Aim of the exercise
Each record in the material below must be written out again exactly.

Task inputs
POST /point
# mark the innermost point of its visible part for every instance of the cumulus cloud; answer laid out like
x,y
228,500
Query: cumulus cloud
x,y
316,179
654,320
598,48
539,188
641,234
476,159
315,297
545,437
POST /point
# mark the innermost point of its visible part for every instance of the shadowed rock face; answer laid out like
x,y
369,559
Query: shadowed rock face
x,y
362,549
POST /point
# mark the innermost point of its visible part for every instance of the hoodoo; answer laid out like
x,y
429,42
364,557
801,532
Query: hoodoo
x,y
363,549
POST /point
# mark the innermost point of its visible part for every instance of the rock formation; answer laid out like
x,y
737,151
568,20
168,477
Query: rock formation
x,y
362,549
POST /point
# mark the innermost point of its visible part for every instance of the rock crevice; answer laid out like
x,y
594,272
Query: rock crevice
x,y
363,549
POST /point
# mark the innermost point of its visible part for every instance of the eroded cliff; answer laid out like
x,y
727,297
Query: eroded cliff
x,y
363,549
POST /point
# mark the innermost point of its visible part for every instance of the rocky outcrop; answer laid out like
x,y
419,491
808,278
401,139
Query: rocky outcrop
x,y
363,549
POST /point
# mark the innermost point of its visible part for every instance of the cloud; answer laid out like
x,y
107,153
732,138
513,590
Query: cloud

Answer to this exercise
POST /point
# mark the innermost point of its visible part for every instance of the cumulus cloud; answer laid out like
x,y
228,500
Query: cumulus cloud
x,y
316,179
654,320
598,48
539,188
641,234
476,159
315,297
545,437
POST /point
# mark the innermost point of its visible part for every instance of the shadowed rock face; answer laid out like
x,y
369,559
Query: shadowed rock face
x,y
362,549
POST /point
# mark the innermost point of its visible part for every instance of the hoodoo; answer laid out like
x,y
429,42
364,557
801,532
Query: hoodoo
x,y
363,549
POST /point
# mark the innermost point of its visible part for every instance of the rock formation; answer laid out like
x,y
737,151
568,20
168,477
Query: rock formation
x,y
362,549
POST /point
# mark the innermost point of its visible part for every instance of the rock crevice; answer laid out like
x,y
594,272
Query: rock crevice
x,y
363,549
POST /point
# mark the innermost point of its visible part for every instance of the eroded cliff; answer laid out like
x,y
727,297
Query: eroded cliff
x,y
363,549
POST /point
# mark the innermost point of its visible part for every instance of the rocky outcrop; answer laid out like
x,y
419,491
808,278
401,139
Query: rocky outcrop
x,y
363,549
POST /point
# mark the innermost point of its visible part for every instance of the cloud; answer laid out like
x,y
107,153
732,138
513,590
Query: cloud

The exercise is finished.